**Work request**
Each record in the listing below is to be duplicated exactly.

**Data listing**
--

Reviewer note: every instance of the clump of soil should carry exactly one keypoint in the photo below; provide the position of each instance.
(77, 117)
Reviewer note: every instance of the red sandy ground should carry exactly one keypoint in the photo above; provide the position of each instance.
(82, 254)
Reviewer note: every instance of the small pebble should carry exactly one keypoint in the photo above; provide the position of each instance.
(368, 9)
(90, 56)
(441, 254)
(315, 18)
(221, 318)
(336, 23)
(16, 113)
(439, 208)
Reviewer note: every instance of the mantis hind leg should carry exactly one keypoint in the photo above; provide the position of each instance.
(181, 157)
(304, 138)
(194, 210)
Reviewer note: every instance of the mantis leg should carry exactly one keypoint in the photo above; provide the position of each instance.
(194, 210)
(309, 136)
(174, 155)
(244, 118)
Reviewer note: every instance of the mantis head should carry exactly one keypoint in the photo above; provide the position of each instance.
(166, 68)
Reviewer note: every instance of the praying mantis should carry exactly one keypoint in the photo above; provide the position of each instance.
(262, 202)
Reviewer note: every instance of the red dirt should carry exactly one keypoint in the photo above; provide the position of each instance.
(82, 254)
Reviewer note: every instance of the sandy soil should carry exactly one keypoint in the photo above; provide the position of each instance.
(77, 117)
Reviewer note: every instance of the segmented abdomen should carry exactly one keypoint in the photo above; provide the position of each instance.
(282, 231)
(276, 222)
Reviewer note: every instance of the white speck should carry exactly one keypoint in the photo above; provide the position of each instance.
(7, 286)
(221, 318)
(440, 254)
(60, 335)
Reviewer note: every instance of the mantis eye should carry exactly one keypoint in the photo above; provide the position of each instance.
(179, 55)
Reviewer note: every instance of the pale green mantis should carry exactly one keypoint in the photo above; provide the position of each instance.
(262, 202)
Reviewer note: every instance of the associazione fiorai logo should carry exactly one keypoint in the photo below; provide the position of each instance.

--

**Task result**
Reviewer note: every instance of the clump of soil should carry exactly one keypoint in the photo below; provide the position of each instance.
(77, 117)
Reviewer note: every instance of the red sandy ground should carry exactly one keypoint in the photo above; provide the position of each instance.
(82, 254)
Reviewer note: every instance of the small pebble should carry exactly one keypoint in the photo above; provide the position of each instance.
(368, 9)
(90, 56)
(441, 254)
(315, 18)
(221, 318)
(336, 23)
(16, 113)
(439, 208)
Reviewer note: every instance of the mantis hind leg should carry exactly one keypoint in the photo above; provide the position of each instance.
(181, 157)
(304, 138)
(194, 210)
Reviewer note: every instance of the mantis leg should carry exactly one keypoint in the photo above; provide the position of each instance.
(194, 210)
(309, 136)
(174, 155)
(244, 118)
Reviewer note: every instance of the mantis head should carry exactly one keypoint in the photo above; provide the position of each instance.
(166, 68)
Reviewer note: every instance of the praying mantis should carry exactly one keypoint in the photo above; provide the position of each instance.
(262, 202)
Reviewer note: every instance of the red dirt should carry exactly one keypoint in the photo above; provide the position of each instance.
(82, 254)
Reviewer note: every instance of the sandy soil should carry exactly one keypoint in the photo above; provide the position of each instance.
(77, 117)
Reviewer note: every instance of the segmented abdomen should carry exactly one keypoint in the photo above; provide the position of each instance.
(282, 231)
(276, 222)
Reviewer note: every instance of the white speck should carry exactly one keypoint in the photo above; provide the position of each instance.
(7, 286)
(221, 318)
(440, 254)
(60, 335)
Reviewer note: every instance of the mantis eye should carry exactly one keypoint in the photo above; provide the position of each instance.
(179, 55)
Reviewer note: every instance of the pale green mantis should carry exactly one keypoint in the photo above; provide the position of each instance.
(262, 202)
Reviewer note: every instance of the associazione fiorai logo should carry exactly one keypoint in the photo below; provide the position of each instance.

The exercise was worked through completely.